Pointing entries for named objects
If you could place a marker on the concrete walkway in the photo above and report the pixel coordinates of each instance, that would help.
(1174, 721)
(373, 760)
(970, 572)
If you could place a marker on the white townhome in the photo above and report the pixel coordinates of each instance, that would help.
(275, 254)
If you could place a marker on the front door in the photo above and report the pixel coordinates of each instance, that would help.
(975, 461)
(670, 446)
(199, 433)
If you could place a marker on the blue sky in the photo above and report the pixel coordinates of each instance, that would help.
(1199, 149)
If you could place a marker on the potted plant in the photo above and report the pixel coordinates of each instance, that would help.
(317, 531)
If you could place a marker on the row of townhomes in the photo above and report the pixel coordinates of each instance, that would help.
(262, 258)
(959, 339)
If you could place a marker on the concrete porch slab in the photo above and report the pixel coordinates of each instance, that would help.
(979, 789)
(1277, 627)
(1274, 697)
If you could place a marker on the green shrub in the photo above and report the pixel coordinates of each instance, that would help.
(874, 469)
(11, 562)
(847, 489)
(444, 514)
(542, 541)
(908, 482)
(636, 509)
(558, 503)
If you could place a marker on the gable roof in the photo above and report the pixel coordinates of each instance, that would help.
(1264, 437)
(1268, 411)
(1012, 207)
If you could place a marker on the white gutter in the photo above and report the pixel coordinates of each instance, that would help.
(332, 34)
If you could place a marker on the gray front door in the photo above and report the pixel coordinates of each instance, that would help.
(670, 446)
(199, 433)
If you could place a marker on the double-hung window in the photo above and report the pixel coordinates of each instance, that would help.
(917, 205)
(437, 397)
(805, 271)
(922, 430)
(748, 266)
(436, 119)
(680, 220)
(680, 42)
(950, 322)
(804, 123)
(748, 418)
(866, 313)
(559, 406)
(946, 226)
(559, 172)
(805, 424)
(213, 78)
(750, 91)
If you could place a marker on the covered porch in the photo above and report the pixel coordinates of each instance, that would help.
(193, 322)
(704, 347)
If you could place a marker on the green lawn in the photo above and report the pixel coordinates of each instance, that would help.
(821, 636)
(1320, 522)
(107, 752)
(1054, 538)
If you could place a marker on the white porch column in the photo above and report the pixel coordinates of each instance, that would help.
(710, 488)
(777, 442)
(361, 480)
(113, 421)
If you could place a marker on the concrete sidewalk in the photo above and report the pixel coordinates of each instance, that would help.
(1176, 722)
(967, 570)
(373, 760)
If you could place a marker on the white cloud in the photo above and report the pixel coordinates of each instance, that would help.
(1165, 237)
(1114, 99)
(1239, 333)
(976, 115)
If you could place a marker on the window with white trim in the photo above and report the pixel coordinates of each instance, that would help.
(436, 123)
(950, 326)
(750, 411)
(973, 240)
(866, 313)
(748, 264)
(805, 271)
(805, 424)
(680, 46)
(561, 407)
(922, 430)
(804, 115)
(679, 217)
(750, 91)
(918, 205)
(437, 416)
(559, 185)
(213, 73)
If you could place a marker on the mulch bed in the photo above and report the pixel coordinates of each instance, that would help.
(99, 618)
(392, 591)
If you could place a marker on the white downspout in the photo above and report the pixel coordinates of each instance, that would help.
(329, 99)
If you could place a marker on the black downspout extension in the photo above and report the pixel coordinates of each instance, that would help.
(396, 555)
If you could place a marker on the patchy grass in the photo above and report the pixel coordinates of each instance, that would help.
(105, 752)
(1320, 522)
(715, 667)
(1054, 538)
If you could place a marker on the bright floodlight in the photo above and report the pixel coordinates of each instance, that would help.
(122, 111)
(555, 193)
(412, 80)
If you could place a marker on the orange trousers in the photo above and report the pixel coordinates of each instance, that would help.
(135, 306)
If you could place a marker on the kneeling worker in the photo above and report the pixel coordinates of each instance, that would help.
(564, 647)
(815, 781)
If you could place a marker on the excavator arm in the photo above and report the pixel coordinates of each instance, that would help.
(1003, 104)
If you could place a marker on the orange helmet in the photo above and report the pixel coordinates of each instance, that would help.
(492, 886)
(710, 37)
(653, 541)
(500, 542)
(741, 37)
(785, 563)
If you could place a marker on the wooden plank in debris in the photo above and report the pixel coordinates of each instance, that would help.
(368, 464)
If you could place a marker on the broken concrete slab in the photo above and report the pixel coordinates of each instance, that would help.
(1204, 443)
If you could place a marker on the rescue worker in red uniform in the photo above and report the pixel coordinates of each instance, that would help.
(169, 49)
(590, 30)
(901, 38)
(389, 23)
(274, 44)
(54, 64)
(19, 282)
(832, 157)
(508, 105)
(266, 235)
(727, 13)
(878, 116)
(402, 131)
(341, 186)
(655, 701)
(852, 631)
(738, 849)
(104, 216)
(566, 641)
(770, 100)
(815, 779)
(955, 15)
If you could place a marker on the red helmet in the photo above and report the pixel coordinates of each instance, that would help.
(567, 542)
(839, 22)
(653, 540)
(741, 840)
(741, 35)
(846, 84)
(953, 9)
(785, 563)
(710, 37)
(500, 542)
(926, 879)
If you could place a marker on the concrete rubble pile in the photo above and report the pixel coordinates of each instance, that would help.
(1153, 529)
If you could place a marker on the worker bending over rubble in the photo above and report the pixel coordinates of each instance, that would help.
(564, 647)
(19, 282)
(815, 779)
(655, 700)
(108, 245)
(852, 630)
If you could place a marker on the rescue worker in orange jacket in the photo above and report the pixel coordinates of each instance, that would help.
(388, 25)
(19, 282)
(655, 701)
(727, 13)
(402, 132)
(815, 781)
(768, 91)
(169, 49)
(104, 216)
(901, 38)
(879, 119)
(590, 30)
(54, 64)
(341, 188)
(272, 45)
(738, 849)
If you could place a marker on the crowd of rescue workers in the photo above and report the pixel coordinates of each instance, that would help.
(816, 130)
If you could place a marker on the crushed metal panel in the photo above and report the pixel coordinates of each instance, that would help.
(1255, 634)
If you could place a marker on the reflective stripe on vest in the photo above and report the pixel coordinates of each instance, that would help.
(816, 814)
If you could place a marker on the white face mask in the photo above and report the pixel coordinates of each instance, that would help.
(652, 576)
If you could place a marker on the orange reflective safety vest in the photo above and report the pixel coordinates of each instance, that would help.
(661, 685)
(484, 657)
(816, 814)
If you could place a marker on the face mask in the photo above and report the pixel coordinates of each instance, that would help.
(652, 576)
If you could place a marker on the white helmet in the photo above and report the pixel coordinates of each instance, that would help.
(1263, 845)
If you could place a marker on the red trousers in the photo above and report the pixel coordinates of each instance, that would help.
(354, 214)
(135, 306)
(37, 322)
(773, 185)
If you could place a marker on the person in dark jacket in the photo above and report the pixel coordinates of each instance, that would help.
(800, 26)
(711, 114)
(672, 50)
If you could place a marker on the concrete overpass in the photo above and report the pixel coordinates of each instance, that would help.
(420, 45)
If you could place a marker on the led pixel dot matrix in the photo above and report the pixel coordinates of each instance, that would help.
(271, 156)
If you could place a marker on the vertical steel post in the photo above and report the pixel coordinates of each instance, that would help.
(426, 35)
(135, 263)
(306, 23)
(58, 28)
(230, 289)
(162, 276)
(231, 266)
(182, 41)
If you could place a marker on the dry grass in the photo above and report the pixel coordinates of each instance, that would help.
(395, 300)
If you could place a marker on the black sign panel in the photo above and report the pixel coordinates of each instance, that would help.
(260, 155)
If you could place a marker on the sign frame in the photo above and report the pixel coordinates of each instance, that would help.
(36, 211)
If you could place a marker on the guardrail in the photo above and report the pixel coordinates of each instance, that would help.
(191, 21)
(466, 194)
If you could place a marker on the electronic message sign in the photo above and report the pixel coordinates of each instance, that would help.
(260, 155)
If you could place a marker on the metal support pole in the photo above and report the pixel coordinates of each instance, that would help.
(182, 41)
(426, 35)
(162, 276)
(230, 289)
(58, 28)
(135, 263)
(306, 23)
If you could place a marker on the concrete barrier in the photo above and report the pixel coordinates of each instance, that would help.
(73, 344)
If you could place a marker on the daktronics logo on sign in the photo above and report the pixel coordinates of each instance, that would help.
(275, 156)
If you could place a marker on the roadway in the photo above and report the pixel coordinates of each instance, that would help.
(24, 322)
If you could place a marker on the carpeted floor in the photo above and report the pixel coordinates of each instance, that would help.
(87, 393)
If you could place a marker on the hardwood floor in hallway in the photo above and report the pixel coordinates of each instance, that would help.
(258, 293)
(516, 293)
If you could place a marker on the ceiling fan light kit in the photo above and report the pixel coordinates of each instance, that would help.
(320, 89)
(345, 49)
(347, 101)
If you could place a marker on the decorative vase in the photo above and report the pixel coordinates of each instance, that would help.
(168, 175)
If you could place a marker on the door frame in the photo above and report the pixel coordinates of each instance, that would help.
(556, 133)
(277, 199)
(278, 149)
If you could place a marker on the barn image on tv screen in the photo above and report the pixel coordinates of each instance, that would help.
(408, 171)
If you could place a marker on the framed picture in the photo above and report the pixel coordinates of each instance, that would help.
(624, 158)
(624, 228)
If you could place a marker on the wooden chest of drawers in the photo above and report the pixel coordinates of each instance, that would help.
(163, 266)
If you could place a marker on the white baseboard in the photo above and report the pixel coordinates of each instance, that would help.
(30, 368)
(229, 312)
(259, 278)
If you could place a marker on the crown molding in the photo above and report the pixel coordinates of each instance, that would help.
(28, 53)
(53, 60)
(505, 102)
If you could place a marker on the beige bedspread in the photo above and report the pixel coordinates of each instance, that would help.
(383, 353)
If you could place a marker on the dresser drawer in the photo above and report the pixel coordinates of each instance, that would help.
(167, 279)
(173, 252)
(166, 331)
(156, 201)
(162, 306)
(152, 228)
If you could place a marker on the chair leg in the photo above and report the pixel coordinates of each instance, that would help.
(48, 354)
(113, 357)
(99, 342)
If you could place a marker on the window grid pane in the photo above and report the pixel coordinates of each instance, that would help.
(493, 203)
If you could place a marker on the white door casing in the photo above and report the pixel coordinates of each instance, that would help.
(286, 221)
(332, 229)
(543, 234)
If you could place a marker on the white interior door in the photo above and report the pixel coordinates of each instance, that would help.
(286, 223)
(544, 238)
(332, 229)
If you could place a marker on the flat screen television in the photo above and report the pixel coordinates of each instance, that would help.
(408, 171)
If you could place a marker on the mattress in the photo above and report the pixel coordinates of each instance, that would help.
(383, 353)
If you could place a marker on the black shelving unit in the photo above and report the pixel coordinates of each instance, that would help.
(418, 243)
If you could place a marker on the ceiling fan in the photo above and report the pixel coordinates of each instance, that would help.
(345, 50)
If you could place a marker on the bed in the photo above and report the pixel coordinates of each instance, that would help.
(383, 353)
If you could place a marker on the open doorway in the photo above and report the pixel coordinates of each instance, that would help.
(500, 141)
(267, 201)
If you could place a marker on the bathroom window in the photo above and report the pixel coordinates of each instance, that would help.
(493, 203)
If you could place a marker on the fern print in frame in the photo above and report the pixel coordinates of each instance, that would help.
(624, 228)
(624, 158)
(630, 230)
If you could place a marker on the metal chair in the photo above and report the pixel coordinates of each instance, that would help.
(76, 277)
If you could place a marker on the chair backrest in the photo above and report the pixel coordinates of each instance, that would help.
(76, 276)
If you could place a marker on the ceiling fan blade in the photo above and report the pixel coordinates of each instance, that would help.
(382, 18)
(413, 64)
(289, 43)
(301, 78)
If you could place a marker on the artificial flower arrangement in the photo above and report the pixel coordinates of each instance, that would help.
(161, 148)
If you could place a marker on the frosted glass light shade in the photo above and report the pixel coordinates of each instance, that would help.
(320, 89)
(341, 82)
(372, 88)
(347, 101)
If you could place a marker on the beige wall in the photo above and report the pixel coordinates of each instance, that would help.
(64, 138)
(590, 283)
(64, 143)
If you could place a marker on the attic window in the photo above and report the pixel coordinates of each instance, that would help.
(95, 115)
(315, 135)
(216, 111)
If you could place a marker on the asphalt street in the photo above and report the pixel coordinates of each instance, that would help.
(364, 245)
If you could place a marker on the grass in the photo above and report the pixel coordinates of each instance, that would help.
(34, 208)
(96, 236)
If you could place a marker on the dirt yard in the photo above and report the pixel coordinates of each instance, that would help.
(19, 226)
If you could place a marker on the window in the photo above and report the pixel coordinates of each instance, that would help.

▸ Prompt
Reproduce every line from the one containing "If you could place a marker on the attic" down to the end of the records, word for word.

▸ Exercise output
If you could place a marker on the attic window in the photo above and report the pixel coordinates of each instance, that would help.
(95, 115)
(315, 135)
(216, 111)
If you could place a marker on the asphalt street in the photo above and report the pixel coordinates of each instance, that would help.
(364, 245)
If you could place a marker on the grass in the photo above and report the pixel coordinates of each instance, that would help.
(34, 208)
(96, 236)
If you could place a marker on the dirt yard in the photo above and report the pixel coordinates of each instance, that would help.
(19, 226)
If you could place a marker on the window in the photo above and report the pixel coordinates of each instance, that would help.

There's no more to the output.